(Point-per-instance localization data)
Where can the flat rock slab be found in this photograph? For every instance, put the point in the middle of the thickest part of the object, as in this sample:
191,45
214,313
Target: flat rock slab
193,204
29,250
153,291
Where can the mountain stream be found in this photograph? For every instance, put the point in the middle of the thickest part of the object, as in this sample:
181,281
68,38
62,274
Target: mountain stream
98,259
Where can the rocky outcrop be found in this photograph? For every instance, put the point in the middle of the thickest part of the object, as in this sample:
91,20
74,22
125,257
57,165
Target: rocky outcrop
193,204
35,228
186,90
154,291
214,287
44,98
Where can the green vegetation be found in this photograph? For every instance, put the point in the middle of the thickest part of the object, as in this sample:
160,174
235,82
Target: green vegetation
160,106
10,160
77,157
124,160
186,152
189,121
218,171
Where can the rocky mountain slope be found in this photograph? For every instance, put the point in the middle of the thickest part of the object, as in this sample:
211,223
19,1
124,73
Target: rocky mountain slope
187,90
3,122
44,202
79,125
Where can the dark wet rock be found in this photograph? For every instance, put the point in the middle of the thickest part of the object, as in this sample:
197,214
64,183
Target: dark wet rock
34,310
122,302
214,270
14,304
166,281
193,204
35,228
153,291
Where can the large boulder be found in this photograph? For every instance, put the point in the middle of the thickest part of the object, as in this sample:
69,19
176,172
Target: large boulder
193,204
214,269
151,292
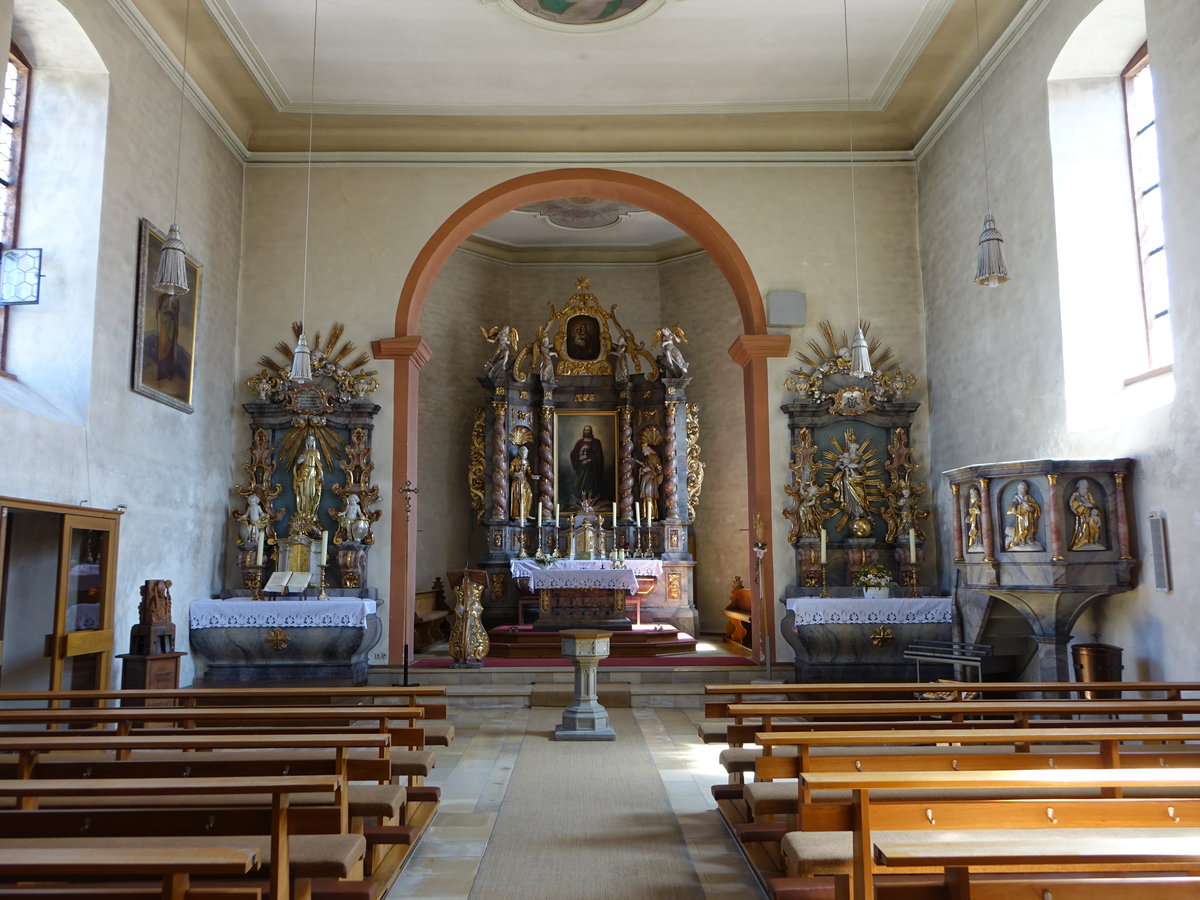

* Your objective
Each record above should be copied character for character, with pictures dropped.

* Response to the task
Where can the flat rock slab be found in this photograph? For every instance, put the point in the middle of the thickest part of the object, as in this sample:
191,45
214,313
Target: flat rock slab
193,204
29,250
153,291
Where can the mountain stream be found in this photograph? For every instance, put the point in the middle of the thickest part of the object, as in this sample:
181,281
68,38
62,274
Target: mountain stream
98,259
Where can the rocky outcrop be found in this photograph? For every instance, put the point in the middle of the thickest part of the object, as in this sample:
91,20
74,22
125,257
57,165
Target: rocky outcrop
193,204
35,228
186,90
154,291
214,287
44,98
Where can the green vegetation be found in this photograph? For every instance, put the point in the middle of the thickest part of the object, as in this sample:
160,174
235,82
Target: green vegetation
160,106
10,160
77,157
124,160
186,152
189,121
218,171
Where can the rocky mountain slope be found in this photograph? For every instance, put the point in the middle of the thickest part of the object, as in this sample:
211,223
19,1
124,73
Target: rocky mountain slope
187,90
3,122
44,202
79,125
Where can the dark wet rock be found in this photograph? For every instance, put the point in the middle of the thickest part of the object, as in this sample:
197,214
64,183
Target: dark wet rock
34,310
122,302
214,270
14,304
166,281
193,204
35,228
153,291
Where can the large boulder be found in this photograph? For every instance, put the point in the middle of the thickest part of the object, as in this sample:
69,19
176,172
Target: large boulder
193,204
214,269
151,292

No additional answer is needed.